INSTRUCTION –
Give back exactly the lines from the one containing "For the test set, locate each instance of the beige" through the end of the records, including both, and no others.
===== RECORDED INFORMATION =====
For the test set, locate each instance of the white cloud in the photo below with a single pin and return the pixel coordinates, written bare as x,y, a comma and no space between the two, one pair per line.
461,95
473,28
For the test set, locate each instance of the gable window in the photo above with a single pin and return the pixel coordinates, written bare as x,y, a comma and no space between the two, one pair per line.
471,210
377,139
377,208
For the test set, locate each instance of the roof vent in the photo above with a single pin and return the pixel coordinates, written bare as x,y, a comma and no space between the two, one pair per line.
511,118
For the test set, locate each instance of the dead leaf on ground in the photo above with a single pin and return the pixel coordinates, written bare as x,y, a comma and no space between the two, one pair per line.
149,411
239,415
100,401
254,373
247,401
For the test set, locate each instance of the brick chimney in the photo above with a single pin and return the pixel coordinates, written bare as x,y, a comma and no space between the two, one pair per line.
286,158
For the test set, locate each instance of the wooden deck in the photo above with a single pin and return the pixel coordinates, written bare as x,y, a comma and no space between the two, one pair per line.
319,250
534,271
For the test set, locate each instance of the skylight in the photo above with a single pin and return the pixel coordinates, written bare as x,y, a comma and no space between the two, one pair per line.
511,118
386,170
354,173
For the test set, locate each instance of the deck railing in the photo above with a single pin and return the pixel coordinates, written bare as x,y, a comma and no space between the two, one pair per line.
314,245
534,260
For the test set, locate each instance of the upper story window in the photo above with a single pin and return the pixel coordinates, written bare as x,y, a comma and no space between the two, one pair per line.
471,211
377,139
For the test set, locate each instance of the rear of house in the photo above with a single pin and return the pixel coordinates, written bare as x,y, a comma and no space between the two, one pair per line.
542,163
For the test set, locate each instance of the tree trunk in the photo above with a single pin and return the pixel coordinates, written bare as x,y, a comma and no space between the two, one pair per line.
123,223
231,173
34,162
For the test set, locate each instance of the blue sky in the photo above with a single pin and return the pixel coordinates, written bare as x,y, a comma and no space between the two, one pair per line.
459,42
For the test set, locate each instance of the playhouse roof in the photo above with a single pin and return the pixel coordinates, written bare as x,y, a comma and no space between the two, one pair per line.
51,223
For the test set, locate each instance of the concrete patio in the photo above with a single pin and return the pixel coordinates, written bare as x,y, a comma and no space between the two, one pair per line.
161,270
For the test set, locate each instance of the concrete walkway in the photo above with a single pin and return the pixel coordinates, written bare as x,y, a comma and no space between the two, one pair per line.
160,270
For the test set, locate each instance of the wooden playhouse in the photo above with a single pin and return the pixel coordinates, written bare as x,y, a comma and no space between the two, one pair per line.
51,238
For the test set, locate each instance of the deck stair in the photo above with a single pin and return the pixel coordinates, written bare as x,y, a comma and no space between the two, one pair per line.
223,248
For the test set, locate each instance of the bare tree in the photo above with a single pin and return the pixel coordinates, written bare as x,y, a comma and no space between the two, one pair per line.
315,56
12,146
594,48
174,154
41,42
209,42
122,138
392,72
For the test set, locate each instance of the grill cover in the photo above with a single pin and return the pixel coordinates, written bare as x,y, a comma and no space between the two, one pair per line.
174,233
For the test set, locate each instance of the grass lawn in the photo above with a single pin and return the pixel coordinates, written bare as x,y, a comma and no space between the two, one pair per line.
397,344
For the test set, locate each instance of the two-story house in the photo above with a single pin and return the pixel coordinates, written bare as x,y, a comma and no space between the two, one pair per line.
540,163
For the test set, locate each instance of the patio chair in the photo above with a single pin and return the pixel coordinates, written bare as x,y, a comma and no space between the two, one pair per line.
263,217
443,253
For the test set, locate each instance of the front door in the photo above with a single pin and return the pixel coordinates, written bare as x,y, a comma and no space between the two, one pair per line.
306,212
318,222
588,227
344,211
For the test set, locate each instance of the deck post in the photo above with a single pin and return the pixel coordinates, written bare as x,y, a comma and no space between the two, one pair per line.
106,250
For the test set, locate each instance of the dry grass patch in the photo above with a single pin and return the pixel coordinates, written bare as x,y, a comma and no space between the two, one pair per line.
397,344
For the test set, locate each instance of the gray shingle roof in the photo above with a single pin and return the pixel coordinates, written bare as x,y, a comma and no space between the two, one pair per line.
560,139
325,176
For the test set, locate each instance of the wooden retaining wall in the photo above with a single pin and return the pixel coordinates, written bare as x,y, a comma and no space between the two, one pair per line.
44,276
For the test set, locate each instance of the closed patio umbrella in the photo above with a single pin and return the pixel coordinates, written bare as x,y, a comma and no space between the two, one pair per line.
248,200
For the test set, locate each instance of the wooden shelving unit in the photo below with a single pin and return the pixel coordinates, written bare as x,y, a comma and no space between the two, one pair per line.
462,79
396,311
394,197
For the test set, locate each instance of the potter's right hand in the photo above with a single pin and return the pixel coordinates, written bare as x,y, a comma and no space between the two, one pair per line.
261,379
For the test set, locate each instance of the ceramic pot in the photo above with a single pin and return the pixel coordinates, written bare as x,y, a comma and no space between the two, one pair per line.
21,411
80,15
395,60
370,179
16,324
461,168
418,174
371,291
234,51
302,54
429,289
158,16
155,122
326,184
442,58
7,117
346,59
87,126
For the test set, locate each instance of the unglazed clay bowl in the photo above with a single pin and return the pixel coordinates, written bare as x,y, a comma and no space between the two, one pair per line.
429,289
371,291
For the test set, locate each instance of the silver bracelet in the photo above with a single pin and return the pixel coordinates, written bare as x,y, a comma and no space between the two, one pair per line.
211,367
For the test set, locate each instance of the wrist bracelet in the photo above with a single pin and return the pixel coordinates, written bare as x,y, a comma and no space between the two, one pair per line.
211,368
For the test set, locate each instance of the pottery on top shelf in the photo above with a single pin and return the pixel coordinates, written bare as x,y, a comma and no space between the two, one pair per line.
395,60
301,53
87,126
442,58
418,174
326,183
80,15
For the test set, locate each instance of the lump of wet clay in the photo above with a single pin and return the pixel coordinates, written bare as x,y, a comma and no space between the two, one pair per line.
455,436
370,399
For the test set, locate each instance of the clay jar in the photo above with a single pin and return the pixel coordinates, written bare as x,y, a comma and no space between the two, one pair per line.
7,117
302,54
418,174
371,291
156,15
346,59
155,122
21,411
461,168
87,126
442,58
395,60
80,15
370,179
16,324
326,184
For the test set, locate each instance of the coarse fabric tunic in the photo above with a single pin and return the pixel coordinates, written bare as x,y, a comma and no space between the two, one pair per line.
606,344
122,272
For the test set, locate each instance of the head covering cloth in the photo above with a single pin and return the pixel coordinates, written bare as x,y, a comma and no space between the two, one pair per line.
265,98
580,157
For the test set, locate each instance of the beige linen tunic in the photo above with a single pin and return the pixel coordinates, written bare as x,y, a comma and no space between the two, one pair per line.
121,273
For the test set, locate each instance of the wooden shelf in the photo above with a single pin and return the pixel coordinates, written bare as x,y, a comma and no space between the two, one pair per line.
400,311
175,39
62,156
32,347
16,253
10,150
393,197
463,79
=====
SOLUTION BELOW –
For the test set, locate each instance of the beige linen tunic in the photo above with a single pin and return the pixel coordinates, written bare as x,y, a comma and no space between the two, one pair per line.
121,273
For the test set, locate each instance of the wooden shelf in the photo above with a single pin and return the pixel coordinates, written bare as x,y, a comma and no space between the two, one pair per line.
400,311
175,39
62,156
32,347
16,253
10,150
393,197
463,79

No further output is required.